Dataset entries
⟨
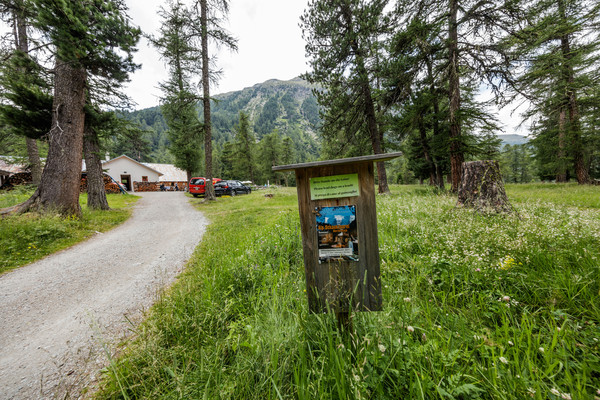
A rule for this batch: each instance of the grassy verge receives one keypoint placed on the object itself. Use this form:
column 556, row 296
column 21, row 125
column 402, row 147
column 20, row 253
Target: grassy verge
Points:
column 29, row 237
column 490, row 307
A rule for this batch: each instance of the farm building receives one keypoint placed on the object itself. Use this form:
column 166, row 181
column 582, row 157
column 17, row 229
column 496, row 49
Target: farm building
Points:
column 171, row 175
column 127, row 171
column 137, row 176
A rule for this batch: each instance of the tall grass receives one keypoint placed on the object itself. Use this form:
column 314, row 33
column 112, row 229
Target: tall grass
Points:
column 491, row 307
column 31, row 236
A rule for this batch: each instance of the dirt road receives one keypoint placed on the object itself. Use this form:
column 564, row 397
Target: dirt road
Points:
column 60, row 315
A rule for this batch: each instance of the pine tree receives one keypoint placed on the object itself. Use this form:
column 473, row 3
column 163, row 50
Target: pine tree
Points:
column 557, row 50
column 90, row 38
column 179, row 45
column 244, row 149
column 342, row 46
column 212, row 12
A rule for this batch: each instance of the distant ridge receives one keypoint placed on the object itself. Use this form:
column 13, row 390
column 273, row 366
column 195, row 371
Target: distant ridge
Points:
column 287, row 108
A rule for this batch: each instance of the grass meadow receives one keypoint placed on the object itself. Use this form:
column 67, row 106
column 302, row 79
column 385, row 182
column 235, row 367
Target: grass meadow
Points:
column 31, row 236
column 475, row 307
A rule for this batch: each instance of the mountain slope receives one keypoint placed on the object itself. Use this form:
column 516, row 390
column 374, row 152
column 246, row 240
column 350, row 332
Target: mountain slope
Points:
column 287, row 107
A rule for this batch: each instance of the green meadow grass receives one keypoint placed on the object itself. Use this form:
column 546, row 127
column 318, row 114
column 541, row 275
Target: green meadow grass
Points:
column 475, row 307
column 31, row 236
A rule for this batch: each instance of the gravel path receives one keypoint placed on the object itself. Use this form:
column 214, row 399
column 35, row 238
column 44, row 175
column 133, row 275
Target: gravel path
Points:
column 61, row 315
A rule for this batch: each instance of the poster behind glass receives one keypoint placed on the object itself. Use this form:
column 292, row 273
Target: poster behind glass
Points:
column 337, row 233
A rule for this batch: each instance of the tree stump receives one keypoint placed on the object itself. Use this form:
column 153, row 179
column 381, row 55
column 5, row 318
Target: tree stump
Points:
column 482, row 187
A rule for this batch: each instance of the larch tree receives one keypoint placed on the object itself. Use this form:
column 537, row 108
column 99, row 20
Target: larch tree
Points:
column 22, row 79
column 212, row 13
column 558, row 53
column 342, row 44
column 179, row 45
column 244, row 149
column 89, row 37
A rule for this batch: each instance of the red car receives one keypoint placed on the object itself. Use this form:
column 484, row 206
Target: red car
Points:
column 198, row 186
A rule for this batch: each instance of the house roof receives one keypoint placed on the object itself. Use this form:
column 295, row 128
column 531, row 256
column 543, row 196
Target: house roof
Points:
column 170, row 173
column 145, row 165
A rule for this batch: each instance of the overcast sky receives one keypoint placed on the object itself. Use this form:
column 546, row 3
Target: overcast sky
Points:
column 270, row 46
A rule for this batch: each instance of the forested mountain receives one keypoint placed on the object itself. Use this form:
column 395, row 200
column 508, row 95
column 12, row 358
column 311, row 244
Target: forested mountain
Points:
column 513, row 139
column 285, row 107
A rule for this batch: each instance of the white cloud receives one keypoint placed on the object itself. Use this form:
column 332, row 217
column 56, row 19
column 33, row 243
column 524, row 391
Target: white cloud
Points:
column 270, row 47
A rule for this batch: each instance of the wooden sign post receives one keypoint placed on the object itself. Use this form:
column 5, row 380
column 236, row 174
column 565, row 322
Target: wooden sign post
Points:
column 336, row 200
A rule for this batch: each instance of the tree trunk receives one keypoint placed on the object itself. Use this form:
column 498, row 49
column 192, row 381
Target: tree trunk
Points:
column 369, row 104
column 209, row 189
column 482, row 188
column 425, row 149
column 581, row 171
column 438, row 176
column 456, row 151
column 35, row 163
column 59, row 186
column 561, row 167
column 95, row 178
column 22, row 44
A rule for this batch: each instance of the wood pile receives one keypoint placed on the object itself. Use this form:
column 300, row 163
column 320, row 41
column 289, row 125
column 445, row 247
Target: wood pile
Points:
column 146, row 186
column 109, row 186
column 21, row 178
column 112, row 188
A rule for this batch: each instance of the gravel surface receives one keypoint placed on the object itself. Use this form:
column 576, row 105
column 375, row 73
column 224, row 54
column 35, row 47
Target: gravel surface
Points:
column 61, row 316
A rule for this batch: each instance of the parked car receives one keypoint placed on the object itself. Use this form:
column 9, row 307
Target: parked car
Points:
column 198, row 186
column 231, row 188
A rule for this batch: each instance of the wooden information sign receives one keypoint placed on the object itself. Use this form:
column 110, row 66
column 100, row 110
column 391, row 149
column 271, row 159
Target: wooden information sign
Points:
column 336, row 201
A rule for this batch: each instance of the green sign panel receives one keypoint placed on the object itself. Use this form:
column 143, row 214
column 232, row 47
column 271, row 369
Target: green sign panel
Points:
column 332, row 187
⟩
## About this exercise
Pick every line of the data that includes the string "glass".

## Task solution
A rule for this batch: each instance of the poster behind glass receives one keypoint placed on the object itself. Use this form:
Target: poster behind glass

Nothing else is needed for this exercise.